Пожалуйста, верните без изменений фрагмент текста о стихах Цветаевой: всё начиная со слов «В этом стихе» и вниз вплоть до слов «двором ковровым стиснут.».

:: Текст

В этом стихе необычайно трудноуловимый и столь же труднопередаваемый образ раскрыт удивительно точно, по-цветаевски исчерпывающе. Сначала первая строфа неясна. Ее объясняет вторая, которую тотчас же перечеркивает третья, заново возвращая нас к ставшему понятным первому четверостишию, которое, собственно, и есть сам стих.
Проблема сохранности «объяснительных» строф в стихе относится к числу интимнейших и вместе с тем ответственнейших моментов поэтической работы. В данном случае они оставлены, но в большинстве других – опущены, как, например, в этом краткостишии (с. 26):
Еще твои балконы виснут.
Пастух двором ковровым стиснут.
Опять бесснежен новый год.
И странно слово вдруг: исход.

::::
:: Выдержка из данных

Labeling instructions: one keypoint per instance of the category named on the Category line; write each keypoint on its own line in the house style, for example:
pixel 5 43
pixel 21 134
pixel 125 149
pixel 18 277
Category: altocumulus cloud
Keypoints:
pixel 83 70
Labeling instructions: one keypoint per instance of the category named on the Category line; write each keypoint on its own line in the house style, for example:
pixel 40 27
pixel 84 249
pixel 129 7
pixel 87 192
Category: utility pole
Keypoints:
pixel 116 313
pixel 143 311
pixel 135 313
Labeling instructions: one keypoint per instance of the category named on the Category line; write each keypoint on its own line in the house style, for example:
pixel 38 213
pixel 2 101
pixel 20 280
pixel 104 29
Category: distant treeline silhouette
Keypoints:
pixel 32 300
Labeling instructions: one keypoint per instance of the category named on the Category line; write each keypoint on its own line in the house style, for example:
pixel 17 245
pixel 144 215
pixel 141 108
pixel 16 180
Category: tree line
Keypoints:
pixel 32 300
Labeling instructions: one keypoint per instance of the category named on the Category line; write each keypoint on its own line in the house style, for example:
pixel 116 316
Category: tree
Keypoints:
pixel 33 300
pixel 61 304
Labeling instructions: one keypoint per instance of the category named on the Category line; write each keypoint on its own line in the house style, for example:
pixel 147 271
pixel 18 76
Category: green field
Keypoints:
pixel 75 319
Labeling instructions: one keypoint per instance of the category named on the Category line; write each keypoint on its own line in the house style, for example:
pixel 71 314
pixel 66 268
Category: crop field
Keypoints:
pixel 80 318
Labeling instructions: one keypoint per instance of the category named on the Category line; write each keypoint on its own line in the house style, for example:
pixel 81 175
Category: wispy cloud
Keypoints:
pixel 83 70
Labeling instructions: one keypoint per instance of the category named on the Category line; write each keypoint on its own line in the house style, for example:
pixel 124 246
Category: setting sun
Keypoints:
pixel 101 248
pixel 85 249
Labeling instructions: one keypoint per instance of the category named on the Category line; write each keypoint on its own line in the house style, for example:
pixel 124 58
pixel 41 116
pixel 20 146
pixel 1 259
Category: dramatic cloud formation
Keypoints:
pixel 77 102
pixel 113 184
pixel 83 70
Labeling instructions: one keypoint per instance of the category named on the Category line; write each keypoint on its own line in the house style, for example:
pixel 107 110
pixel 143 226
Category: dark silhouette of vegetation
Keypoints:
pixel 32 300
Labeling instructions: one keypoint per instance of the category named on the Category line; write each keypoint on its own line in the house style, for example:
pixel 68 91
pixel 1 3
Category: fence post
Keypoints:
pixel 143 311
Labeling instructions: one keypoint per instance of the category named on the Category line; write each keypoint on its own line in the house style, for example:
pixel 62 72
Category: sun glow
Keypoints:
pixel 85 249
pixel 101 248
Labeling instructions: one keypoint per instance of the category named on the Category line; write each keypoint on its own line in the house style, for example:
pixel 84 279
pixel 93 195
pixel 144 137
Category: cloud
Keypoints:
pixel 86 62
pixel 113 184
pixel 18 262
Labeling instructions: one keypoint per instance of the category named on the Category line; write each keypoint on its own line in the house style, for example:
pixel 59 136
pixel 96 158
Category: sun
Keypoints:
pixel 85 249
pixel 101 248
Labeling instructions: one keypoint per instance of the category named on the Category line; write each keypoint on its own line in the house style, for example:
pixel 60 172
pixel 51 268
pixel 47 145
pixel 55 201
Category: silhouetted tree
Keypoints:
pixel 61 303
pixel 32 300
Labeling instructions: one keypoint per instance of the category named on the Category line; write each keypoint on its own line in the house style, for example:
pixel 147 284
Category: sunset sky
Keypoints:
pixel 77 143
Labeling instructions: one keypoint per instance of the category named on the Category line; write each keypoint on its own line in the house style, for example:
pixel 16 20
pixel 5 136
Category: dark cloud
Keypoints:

::::

> Результат задания:
В этом стихе необычайно трудноуловимый и столь же труднопередаваемый образ раскрыт удивительно точно, по-цветаевски исчерпывающе. Сначала первая строфа неясна. Ее объясняет вторая, которую тотчас же перечеркивает третья, заново возвращая нас к ставшему понятным первому четверостишию, которое, собственно, и есть сам стих.
Проблема сохранности «объяснительных» строф в стихе относится к числу интимнейших и вместе с тем ответственнейших моментов поэтической работы. В данном случае они оставлены, но в большинстве других – опущены, как, например, в этом краткостишии (с. 26):
Еще твои балконы виснут.
Пастух двором ковровым стиснут.